Lines outside the range are not wanted. Give again exactly the lines between the line holding "439L114 441L109 377L100" and the line holding "positive clicks: (262, 424) (279, 430)", inclusive, from the listing below.
*** Opening Records for this exercise ***
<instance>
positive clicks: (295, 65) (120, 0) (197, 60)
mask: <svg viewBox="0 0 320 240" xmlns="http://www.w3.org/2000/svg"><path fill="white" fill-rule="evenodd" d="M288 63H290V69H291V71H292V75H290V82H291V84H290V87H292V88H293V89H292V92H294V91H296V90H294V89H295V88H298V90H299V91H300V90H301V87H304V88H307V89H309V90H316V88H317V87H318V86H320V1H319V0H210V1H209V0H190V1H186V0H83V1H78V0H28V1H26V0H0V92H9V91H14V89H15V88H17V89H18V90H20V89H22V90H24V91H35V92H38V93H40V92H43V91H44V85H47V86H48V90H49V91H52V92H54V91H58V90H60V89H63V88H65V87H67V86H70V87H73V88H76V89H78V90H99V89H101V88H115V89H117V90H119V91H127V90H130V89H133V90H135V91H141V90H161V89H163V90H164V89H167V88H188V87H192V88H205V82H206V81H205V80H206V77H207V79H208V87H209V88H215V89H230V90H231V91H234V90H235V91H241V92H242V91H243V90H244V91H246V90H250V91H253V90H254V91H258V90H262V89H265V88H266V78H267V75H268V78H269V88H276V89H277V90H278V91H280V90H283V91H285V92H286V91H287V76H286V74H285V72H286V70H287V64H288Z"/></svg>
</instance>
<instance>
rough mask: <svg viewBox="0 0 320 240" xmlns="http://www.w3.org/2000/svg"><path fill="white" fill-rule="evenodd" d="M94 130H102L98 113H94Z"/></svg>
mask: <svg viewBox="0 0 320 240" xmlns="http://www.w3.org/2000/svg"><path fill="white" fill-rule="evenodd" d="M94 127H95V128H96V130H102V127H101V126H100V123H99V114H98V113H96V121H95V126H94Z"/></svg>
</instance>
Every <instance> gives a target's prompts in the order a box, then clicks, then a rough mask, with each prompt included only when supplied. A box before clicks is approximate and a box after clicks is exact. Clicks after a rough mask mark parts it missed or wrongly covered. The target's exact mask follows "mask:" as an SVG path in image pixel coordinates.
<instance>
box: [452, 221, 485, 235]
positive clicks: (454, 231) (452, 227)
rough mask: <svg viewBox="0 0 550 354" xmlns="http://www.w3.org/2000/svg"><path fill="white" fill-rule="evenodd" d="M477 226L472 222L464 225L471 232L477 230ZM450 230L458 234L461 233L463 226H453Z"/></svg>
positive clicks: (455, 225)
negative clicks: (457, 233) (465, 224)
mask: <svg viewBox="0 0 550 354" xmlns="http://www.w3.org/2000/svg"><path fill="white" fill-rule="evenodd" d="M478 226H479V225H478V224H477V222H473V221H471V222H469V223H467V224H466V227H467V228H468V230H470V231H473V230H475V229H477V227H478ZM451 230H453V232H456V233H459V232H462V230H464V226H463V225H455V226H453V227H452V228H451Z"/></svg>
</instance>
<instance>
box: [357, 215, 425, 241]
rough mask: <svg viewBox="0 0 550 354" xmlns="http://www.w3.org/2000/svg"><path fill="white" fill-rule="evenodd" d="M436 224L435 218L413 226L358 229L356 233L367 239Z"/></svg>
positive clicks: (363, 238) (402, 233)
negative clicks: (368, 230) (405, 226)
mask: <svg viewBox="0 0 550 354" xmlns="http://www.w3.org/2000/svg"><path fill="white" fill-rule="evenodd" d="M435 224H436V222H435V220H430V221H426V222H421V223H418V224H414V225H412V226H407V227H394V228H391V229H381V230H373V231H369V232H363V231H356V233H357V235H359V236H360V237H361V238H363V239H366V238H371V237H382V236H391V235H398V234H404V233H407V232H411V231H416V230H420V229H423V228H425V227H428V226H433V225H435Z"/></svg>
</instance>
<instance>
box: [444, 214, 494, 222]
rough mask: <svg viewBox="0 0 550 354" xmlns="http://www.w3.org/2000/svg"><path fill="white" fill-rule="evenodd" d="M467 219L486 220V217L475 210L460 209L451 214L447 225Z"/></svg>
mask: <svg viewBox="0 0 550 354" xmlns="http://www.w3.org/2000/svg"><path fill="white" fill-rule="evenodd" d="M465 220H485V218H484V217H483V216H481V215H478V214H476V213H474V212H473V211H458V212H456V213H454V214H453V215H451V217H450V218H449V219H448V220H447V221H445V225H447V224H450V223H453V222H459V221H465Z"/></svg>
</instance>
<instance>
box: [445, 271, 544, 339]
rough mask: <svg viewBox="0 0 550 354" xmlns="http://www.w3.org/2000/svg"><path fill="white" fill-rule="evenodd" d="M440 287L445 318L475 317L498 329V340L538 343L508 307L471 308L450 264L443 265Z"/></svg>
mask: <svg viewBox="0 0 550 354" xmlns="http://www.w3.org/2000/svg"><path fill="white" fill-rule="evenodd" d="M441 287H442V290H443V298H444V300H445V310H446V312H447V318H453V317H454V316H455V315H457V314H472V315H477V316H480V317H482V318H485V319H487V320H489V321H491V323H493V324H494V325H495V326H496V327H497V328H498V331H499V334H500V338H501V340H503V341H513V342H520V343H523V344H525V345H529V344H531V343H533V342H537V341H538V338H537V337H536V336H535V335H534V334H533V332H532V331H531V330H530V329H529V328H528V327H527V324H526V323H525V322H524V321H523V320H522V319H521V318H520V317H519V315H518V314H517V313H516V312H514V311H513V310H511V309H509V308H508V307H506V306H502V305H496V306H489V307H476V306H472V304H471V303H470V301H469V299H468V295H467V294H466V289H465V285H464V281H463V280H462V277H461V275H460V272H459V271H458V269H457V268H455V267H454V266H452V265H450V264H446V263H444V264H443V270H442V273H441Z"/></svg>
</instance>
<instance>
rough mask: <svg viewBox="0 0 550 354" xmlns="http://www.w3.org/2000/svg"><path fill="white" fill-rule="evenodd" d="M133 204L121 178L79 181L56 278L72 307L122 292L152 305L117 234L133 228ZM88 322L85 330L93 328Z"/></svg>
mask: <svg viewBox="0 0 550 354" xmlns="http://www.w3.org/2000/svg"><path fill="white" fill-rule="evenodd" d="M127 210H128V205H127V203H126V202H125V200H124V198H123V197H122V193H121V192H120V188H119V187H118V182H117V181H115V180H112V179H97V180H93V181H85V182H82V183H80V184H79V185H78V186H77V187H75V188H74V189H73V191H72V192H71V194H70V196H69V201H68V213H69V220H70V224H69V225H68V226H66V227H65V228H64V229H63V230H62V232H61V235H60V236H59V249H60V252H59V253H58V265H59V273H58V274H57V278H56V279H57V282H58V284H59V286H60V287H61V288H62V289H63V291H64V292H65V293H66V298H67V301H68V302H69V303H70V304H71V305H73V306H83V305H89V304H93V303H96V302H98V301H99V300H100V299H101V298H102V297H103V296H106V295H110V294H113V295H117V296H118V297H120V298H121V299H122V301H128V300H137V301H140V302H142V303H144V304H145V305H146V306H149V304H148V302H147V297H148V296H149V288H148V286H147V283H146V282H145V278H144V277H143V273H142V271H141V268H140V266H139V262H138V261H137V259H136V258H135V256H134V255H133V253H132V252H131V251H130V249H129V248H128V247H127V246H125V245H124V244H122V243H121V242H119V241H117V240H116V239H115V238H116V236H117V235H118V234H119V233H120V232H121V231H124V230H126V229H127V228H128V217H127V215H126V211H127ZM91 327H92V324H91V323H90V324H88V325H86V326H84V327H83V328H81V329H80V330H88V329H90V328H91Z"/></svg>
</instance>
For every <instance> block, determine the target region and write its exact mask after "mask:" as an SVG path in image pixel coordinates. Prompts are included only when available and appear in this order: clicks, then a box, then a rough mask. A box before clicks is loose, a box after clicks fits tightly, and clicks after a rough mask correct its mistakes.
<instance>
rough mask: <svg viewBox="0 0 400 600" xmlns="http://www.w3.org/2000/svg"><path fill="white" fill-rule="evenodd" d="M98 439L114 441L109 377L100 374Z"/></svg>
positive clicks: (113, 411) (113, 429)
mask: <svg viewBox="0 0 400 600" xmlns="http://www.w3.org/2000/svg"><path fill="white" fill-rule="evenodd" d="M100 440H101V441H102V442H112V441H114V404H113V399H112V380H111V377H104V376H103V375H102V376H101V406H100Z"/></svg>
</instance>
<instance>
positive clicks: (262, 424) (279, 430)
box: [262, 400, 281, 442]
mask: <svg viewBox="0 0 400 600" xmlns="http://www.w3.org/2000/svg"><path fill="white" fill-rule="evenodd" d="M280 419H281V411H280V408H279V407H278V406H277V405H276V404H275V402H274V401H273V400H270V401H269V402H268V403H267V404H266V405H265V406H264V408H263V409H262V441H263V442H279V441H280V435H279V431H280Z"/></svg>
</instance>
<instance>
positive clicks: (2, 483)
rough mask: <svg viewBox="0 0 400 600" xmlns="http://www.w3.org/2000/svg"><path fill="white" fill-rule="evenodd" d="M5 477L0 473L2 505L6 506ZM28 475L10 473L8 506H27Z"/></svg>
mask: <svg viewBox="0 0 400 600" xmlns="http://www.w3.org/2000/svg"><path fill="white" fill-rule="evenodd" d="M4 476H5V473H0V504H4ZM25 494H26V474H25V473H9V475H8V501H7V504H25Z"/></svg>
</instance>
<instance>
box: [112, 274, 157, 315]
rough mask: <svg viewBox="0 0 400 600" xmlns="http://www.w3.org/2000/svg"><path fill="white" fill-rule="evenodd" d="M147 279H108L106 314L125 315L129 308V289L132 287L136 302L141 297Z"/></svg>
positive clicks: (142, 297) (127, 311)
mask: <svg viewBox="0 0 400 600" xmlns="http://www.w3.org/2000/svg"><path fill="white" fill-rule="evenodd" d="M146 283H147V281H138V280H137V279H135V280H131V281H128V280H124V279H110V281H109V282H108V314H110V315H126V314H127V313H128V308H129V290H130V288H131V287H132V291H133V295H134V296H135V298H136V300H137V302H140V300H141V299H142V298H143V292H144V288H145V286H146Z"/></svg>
*** Closing Records for this exercise ***
*** Opening Records for this exercise ***
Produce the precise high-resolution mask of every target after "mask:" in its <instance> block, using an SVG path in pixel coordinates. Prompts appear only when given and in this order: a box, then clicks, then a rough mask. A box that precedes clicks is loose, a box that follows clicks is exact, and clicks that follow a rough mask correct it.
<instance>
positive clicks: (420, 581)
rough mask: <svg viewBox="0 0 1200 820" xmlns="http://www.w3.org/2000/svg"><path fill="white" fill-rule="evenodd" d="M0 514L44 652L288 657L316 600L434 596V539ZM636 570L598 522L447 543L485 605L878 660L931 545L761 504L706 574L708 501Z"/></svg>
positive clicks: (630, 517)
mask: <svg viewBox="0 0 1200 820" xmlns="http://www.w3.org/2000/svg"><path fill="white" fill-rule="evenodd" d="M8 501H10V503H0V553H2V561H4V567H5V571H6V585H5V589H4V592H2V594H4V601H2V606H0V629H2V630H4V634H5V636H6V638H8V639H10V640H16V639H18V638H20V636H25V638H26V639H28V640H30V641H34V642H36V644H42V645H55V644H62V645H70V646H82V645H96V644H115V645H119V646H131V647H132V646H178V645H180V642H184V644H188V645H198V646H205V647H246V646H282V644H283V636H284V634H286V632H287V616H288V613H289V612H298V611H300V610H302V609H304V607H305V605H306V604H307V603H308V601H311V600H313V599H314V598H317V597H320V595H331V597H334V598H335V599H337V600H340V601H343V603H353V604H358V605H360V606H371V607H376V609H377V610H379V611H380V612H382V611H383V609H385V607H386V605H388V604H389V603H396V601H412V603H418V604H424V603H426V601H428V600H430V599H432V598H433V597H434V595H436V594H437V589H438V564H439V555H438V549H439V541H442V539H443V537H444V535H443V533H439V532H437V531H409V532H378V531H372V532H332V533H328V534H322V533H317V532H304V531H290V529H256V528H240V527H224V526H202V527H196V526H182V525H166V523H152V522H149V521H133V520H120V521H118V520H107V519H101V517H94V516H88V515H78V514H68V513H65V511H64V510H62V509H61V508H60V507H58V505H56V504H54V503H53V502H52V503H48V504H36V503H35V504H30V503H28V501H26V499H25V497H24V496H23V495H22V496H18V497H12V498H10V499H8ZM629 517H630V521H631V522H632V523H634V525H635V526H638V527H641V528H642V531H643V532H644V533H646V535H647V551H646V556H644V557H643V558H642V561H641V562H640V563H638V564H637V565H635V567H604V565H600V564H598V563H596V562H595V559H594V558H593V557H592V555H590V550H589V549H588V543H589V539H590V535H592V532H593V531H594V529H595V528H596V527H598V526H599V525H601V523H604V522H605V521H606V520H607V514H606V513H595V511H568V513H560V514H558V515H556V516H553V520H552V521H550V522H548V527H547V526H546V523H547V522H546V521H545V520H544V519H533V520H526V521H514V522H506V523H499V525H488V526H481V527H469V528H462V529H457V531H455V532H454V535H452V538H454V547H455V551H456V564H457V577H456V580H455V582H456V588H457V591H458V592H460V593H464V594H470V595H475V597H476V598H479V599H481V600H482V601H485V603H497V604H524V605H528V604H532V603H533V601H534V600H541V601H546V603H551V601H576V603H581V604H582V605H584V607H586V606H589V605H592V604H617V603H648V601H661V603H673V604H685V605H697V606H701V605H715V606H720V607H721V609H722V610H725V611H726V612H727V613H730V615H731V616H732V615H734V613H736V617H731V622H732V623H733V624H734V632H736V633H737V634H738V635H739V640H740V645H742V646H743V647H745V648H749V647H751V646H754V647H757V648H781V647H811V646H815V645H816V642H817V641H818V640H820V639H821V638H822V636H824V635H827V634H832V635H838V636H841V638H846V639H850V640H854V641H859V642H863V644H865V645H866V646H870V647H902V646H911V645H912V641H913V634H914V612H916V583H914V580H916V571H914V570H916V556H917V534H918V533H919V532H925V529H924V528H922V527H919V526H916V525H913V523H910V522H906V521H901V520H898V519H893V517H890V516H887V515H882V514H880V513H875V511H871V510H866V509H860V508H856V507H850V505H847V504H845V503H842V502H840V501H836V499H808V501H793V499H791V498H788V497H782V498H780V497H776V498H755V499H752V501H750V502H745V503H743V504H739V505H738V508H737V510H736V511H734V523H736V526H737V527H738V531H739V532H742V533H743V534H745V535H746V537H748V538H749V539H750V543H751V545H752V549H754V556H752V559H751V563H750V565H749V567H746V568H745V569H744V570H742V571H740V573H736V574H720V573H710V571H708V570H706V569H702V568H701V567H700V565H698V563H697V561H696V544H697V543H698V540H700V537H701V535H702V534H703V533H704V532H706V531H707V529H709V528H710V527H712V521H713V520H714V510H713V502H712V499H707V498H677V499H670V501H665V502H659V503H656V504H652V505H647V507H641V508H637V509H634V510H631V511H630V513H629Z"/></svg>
*** Closing Records for this exercise ***
Task solution>
rough mask: <svg viewBox="0 0 400 600" xmlns="http://www.w3.org/2000/svg"><path fill="white" fill-rule="evenodd" d="M98 439L114 441L109 377L100 374Z"/></svg>
positive clicks: (113, 411) (113, 429)
mask: <svg viewBox="0 0 400 600" xmlns="http://www.w3.org/2000/svg"><path fill="white" fill-rule="evenodd" d="M100 440H101V441H102V442H112V441H114V404H113V399H112V380H111V377H104V376H103V375H102V376H101V406H100Z"/></svg>
</instance>
<instance>
positive clicks: (262, 424) (279, 430)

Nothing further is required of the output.